ASSIGNMENT: For each record, copy the text exactly and omit any picture it holds.

SUPPLIED DATA:

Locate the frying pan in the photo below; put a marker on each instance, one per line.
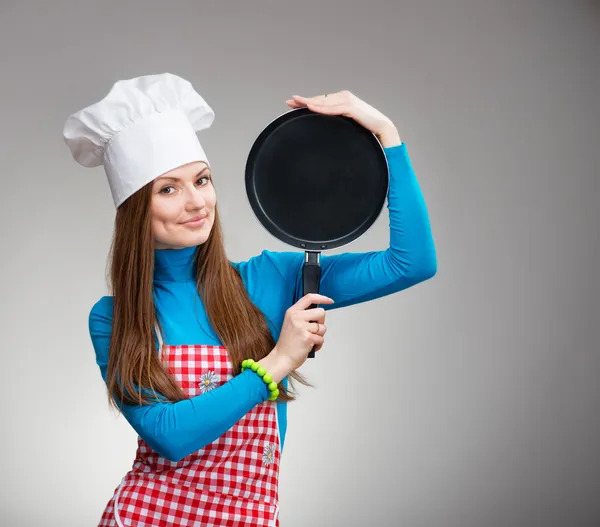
(316, 182)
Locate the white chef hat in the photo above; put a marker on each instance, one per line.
(143, 128)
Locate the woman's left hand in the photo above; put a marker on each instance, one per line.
(349, 105)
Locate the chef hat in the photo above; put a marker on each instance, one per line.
(143, 128)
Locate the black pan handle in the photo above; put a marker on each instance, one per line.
(311, 278)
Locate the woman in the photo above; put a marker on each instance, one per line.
(197, 352)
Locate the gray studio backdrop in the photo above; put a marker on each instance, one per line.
(471, 400)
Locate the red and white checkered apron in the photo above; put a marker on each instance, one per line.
(233, 481)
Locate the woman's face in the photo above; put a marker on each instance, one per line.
(178, 196)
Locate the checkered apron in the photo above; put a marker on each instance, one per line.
(232, 481)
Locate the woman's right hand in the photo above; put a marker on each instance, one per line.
(302, 329)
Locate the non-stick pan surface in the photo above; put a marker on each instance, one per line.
(316, 181)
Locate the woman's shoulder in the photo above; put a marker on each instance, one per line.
(100, 317)
(282, 263)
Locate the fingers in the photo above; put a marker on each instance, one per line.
(310, 299)
(316, 314)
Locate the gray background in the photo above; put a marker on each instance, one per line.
(471, 400)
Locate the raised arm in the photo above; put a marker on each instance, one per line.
(354, 277)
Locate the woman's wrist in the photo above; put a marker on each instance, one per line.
(276, 365)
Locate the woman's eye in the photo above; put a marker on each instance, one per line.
(164, 189)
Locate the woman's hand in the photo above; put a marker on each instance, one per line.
(349, 105)
(302, 329)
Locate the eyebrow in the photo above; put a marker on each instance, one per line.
(162, 179)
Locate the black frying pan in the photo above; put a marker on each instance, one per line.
(316, 182)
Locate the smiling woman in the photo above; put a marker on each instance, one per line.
(198, 352)
(183, 207)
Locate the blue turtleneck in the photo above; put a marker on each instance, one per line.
(273, 281)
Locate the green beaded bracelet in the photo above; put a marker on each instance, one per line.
(262, 373)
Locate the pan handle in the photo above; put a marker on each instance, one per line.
(311, 278)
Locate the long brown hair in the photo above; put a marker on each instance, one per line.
(135, 374)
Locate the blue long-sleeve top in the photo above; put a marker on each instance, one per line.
(273, 281)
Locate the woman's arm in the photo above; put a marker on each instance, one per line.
(355, 277)
(350, 278)
(175, 430)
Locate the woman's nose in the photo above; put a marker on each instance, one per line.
(195, 199)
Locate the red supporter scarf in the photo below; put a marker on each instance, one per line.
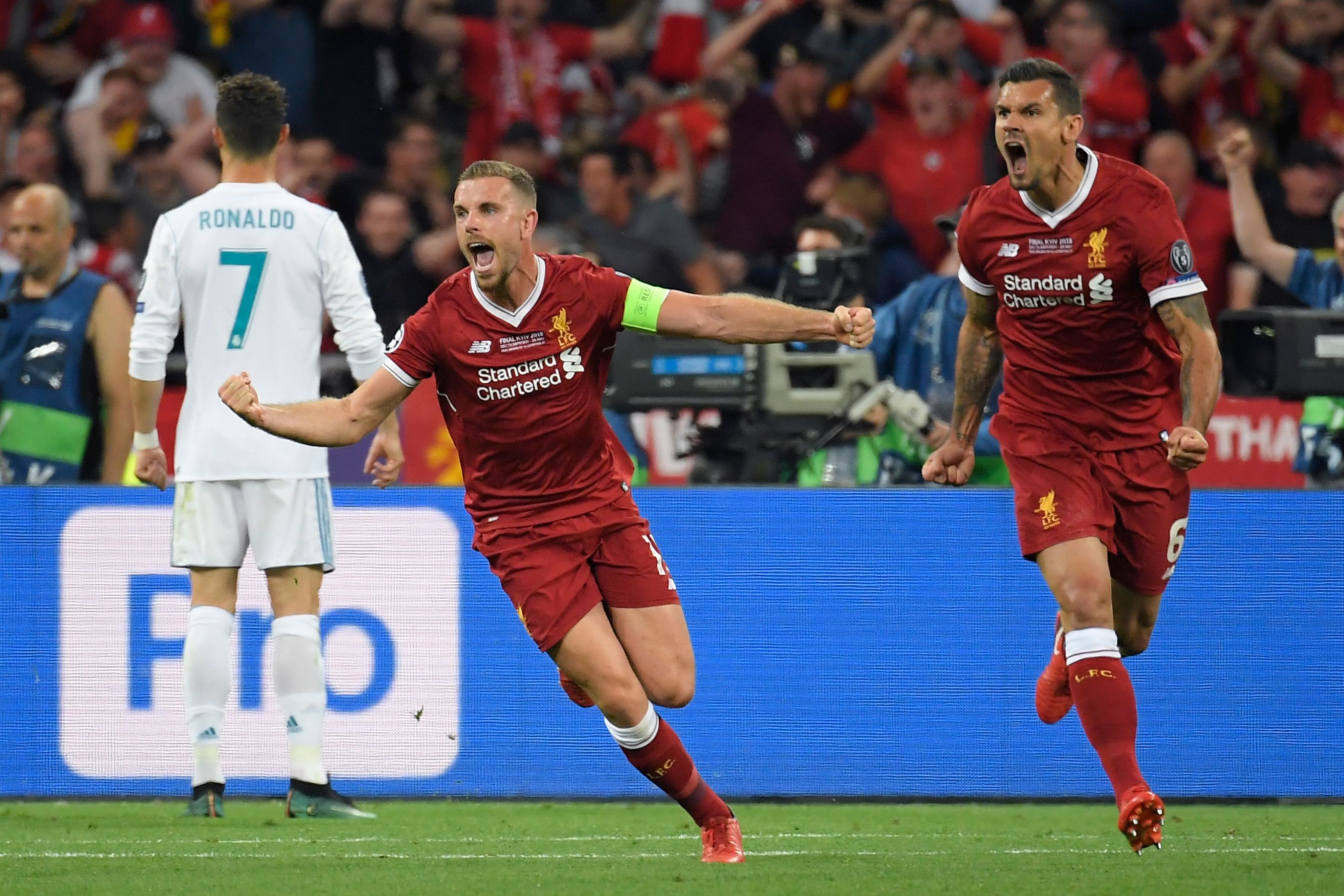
(529, 84)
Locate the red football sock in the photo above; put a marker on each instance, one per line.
(667, 763)
(1105, 701)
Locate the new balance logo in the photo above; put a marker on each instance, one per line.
(573, 362)
(1101, 289)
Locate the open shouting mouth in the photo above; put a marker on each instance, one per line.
(1015, 152)
(483, 256)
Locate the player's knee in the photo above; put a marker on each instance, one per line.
(1135, 641)
(674, 693)
(1086, 598)
(624, 703)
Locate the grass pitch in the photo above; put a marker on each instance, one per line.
(647, 849)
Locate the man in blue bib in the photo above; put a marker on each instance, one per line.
(65, 336)
(1312, 281)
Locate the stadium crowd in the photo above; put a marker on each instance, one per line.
(679, 141)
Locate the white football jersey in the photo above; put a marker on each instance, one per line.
(249, 269)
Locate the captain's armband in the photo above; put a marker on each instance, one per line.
(641, 307)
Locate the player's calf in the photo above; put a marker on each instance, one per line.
(1133, 641)
(653, 749)
(671, 693)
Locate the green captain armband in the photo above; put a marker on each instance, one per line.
(641, 307)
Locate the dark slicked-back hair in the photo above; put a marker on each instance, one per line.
(250, 113)
(1067, 96)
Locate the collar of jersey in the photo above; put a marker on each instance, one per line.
(1053, 218)
(515, 318)
(237, 186)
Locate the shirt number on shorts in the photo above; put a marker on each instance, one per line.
(254, 260)
(1178, 539)
(658, 558)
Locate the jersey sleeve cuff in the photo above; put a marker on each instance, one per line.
(148, 370)
(972, 284)
(402, 377)
(364, 367)
(1176, 290)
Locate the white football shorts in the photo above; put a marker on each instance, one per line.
(286, 522)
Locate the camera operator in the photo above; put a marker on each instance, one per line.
(1316, 284)
(916, 348)
(889, 445)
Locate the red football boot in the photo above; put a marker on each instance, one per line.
(1141, 819)
(1053, 697)
(722, 841)
(575, 692)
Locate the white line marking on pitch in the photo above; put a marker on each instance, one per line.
(780, 852)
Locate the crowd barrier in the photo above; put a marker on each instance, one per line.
(849, 644)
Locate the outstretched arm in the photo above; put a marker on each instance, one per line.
(736, 37)
(1249, 223)
(1201, 372)
(979, 360)
(328, 422)
(745, 319)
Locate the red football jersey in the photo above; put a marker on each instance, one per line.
(522, 391)
(1084, 349)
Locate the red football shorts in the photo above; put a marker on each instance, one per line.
(556, 573)
(1133, 500)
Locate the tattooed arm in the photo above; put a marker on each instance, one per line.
(979, 359)
(1201, 372)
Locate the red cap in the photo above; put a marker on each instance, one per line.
(148, 22)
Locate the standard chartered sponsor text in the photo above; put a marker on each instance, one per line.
(549, 367)
(1015, 286)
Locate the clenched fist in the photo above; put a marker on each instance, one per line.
(854, 326)
(1186, 448)
(241, 398)
(951, 464)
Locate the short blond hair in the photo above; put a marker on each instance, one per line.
(522, 180)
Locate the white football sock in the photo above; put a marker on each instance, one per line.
(206, 660)
(640, 734)
(301, 691)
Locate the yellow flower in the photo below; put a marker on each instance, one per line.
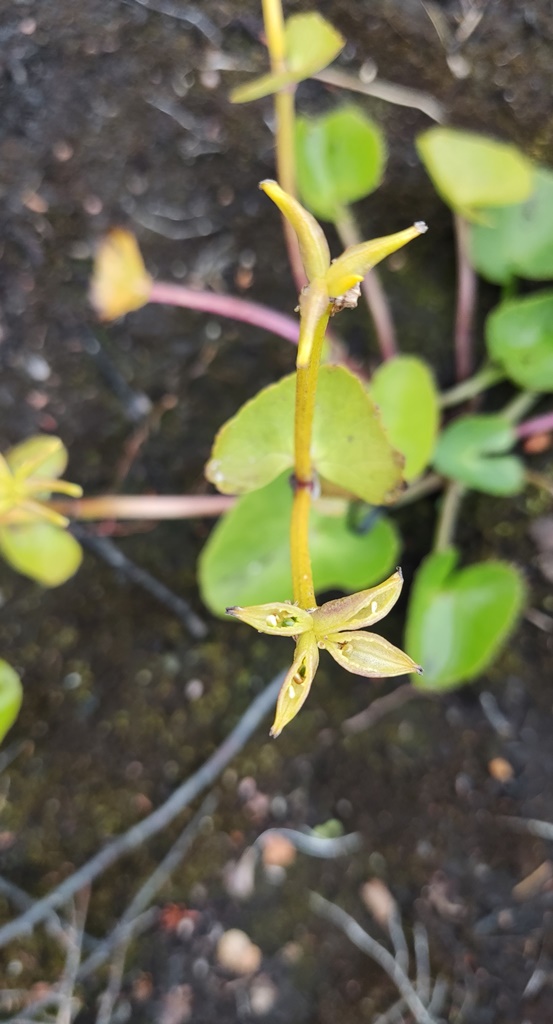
(332, 628)
(120, 282)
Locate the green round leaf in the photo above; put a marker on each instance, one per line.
(349, 445)
(471, 451)
(311, 43)
(519, 336)
(42, 551)
(517, 241)
(43, 457)
(405, 391)
(472, 171)
(247, 558)
(340, 159)
(458, 620)
(10, 696)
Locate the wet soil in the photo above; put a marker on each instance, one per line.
(113, 113)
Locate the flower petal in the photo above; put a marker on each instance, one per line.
(358, 610)
(297, 683)
(278, 617)
(369, 654)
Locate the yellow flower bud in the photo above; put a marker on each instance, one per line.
(313, 247)
(120, 282)
(355, 261)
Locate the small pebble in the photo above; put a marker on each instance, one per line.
(237, 952)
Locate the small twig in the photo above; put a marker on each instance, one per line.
(138, 834)
(110, 553)
(226, 305)
(376, 951)
(75, 942)
(147, 892)
(54, 926)
(192, 15)
(398, 941)
(530, 826)
(314, 846)
(422, 961)
(388, 91)
(467, 286)
(381, 707)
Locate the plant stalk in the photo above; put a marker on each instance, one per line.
(466, 299)
(303, 425)
(372, 289)
(451, 506)
(285, 129)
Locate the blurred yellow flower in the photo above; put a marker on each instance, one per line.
(120, 281)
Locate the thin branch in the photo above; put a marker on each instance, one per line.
(314, 846)
(138, 834)
(529, 826)
(75, 944)
(388, 91)
(376, 951)
(227, 306)
(111, 554)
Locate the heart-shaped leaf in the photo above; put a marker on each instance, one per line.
(349, 445)
(42, 551)
(517, 241)
(340, 158)
(406, 394)
(458, 620)
(247, 558)
(311, 43)
(519, 336)
(471, 450)
(10, 696)
(472, 171)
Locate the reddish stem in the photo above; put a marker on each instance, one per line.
(143, 506)
(538, 425)
(226, 305)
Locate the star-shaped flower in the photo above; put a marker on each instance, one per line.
(333, 627)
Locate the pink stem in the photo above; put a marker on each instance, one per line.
(143, 506)
(539, 425)
(466, 300)
(226, 305)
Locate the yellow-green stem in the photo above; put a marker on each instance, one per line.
(372, 289)
(299, 527)
(285, 115)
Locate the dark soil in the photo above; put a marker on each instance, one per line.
(110, 723)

ANSWER TO THIS TASK:
Locate the frying pan in the photo below; put a marker on each instance, one per line.
(316, 182)
Locate the white chef hat in the photo above; put a marker on each instance, one per line.
(143, 128)
Locate the woman's left hand in the photo above; put a marker on each instance, one per line.
(349, 105)
Locate the chef hat in the photo above; put a marker on each instance, one per line.
(143, 128)
Locate the black pan handle in the photo above; put a marker on each instance, one per line.
(311, 278)
Locate the woman in the photo above; put a marker on each instance, one per line.
(197, 352)
Locate the gray studio backdrop in the photo above; put a marker on each instance, one per line.
(471, 400)
Locate the red and white checkered apron in the photo above; put a marker on each instance, one per line.
(233, 481)
Locate the woman's face in the photo above; put a marker on each instance, one per line.
(178, 196)
Locate the checkered apron in the photo above; put a marker on each instance, one per line.
(232, 481)
Locate the woman's right hand in the photo above; put a marker on each instance, one per line.
(302, 329)
Locate the non-stick pan surface in the photo above; put a marker on each instance, one per line.
(316, 181)
Locate the woman's shoulder in the photo above; put a marker on each instance, one per line.
(100, 317)
(282, 263)
Locate the fingers in the photo above; put a marker on each instance, one per line.
(310, 299)
(316, 314)
Locate the gray background in the photo above; put a marker on each instance, one per line.
(471, 400)
Locate the raised arm in the photo above; put a marker on each instance, one per line.
(354, 277)
Locate the woman's wrist in the photo above; put a marker on each instance, one per line.
(276, 365)
Locate the woman's eye in the photo above; put a marker on each instance, one per line.
(164, 189)
Locate the woman's hand in the photo above; put a marker on each instance, one per line.
(349, 105)
(302, 329)
Locate the eyebrow in the photo above; put a marker on each instance, one per line.
(162, 179)
Locate the black frying pan in the photo above; put a marker on each instance, one per line.
(316, 182)
Locate the smiling woman in the photo above; put a marker on each instance, one per line.
(198, 352)
(183, 207)
Locate the blue turtleneck in the photo above; put a marker on each instance, one per line.
(273, 281)
Locate the green beaded bracelet in the photo above; put a marker on each instance, one per line.
(262, 373)
Locate the pan handle in the photo above; put a marker on each instance, one per line.
(311, 278)
Locate the long brown hair in the photo above; put a marker on each instance, one per line.
(135, 374)
Locate the blue long-sleeve top in the photo above; put a marker on each instance, one per line.
(273, 281)
Locate the woman's arm in the photo above; put a marker on each instance, one per line.
(355, 277)
(350, 278)
(175, 430)
Locate the woman's nose in the photo above; put a marker on each instance, one per line.
(195, 199)
Locate the red supporter scarf in the photo below; put a marker on each instance, one per line.
(529, 84)
Locate the red football sock in the photo above; put a marker on each instance, one per line.
(667, 763)
(1105, 701)
Locate the new balance logo in the photo above; put a marker on each instance, one per line.
(573, 362)
(1101, 289)
Locate the open shouting mouth in the photo above; put a marker on each instance, one per line.
(1015, 152)
(483, 256)
Locate the player's knee in the photo above; put a marker on each instance, one per line.
(1135, 641)
(674, 693)
(1086, 598)
(624, 703)
Locate the grass pitch in the photo above; put a marker on each instance, one per line.
(647, 849)
Locate the man in blue bib in the photo above; put a marker on each instance, one per line.
(65, 336)
(1312, 281)
Locate the stadium crowd in the photo above; put a marker on each instance, one per line.
(679, 141)
Locate the white football jersey in the photo above; put a marker on each instance, one per line.
(249, 269)
Locate the captain's armband in the photo above; put a marker on each instance, one per line.
(641, 307)
Locate the player's calf in the photo above; put a marker on each instance, one per line.
(1133, 641)
(653, 749)
(671, 693)
Locate the green captain armband in the photo above; put a marker on each instance, one per line.
(641, 307)
Locate the dark slicked-back hair in the photo above; put a marker on each instance, one per line.
(250, 113)
(1067, 96)
Locate the collar of jersey in the photo above; put a marker on each instance, one per line.
(1053, 218)
(515, 318)
(237, 186)
Locate the shirt number on shorts in the photo above; put a marker on each instance, one per line.
(254, 260)
(1178, 539)
(658, 558)
Locate the jersey sleeve cuff in the photo above; put a marker on each instance, one per line.
(148, 370)
(972, 284)
(402, 377)
(364, 367)
(1176, 290)
Locate the white football shorts in the photo above; put a marker on each instance, one per line.
(286, 522)
Locate the camera operator in the photo above; put a marker on each instance, one per line.
(1316, 284)
(916, 348)
(889, 445)
Locate the red football boot in the photo above; put a marker on each instance, one per line.
(1141, 819)
(1053, 697)
(722, 841)
(575, 692)
Locate the white line marking on pitch in the photo above; put a marker on each instance, one per line.
(780, 852)
Locate the crowd barrier in the photo above; put a marker on each instance, one per line.
(849, 644)
Locate the outstretched arm in the photo above; put a marker on each instance, one per line.
(736, 37)
(1249, 223)
(1201, 372)
(979, 360)
(328, 422)
(745, 319)
Locate the red football jersey in the photo above; put a marker on each instance, one per line.
(522, 391)
(1084, 349)
Locate the red football shorts in the photo above; put a marker on each instance, one per line.
(556, 573)
(1133, 500)
Locate the tattooed arm in the photo above; put a marker on each instance, one per line.
(979, 359)
(1201, 372)
Locate the red cap in the photo above; put a marker on each instance, one per line.
(148, 22)
Locate the standard chartered sponsor text in the photo above; put a marker on each instance, one per line.
(549, 367)
(1015, 286)
Locate the clenched fist in the photo above; put a marker on each instance, one per line.
(854, 326)
(1186, 448)
(241, 398)
(951, 464)
Locate the short blond hair in the photo above; put a marker on each instance, one per line.
(522, 180)
Locate the white football sock in the photo above; put a marker on each instance, one per line.
(206, 660)
(640, 734)
(301, 691)
Locate the yellow flower in the photo below; put a marker on each instance, one per line.
(332, 628)
(120, 282)
Locate the green round leaf in the photo above; put a marker on each instance, one per line.
(349, 445)
(471, 451)
(311, 43)
(519, 336)
(42, 551)
(517, 241)
(43, 457)
(405, 391)
(472, 171)
(247, 558)
(340, 159)
(458, 620)
(10, 696)
Locate the wet soil in the photo above; put a marker on each instance, one per line.
(113, 113)
Locate the flower petal in the photo above; put a marker on each instance, one per line.
(358, 610)
(297, 683)
(278, 617)
(369, 654)
Locate the yellow flower bud in the photo above; put a marker on each instance, one per line.
(313, 247)
(120, 282)
(355, 261)
Locate the small pebble in the photo above; put a marker on each instance, one per line.
(237, 952)
Locate the small twig in the photo above; put a marker on each instance, one per line.
(138, 834)
(110, 553)
(226, 305)
(376, 951)
(75, 942)
(147, 892)
(54, 926)
(192, 15)
(398, 941)
(530, 826)
(314, 846)
(422, 961)
(388, 91)
(467, 286)
(381, 707)
Locate the plant stalk in the photo above; put a marker on each instance, one per line.
(466, 299)
(303, 425)
(372, 289)
(451, 506)
(285, 129)
Locate the blurred yellow flower in the photo above; put a marker on each instance, one per line.
(120, 281)
Locate the thin branch in the photo above; put a marker on each instance, one per line.
(314, 846)
(138, 834)
(529, 826)
(75, 944)
(388, 91)
(376, 951)
(227, 306)
(111, 554)
Locate the heart-shaped leaf in the photo above; put a marker on each instance, one per line.
(349, 445)
(42, 551)
(517, 241)
(340, 158)
(406, 394)
(458, 620)
(247, 558)
(311, 43)
(519, 336)
(471, 450)
(10, 696)
(472, 171)
Locate the reddish stem in the photo above; put a marker on each instance, one per line.
(143, 506)
(538, 425)
(226, 305)
Locate the star-shaped flower in the photo above; put a marker on each instance, one per line.
(333, 627)
Locate the pink stem in the photo above; put a marker on each instance, one per line.
(143, 506)
(539, 425)
(466, 300)
(226, 305)
Locate the yellow-green stem in the photo above; put a marker on each instance, one per line.
(372, 289)
(299, 527)
(285, 115)
Locate the dark soil in the photo above; put a marker on each instance, one per line.
(110, 723)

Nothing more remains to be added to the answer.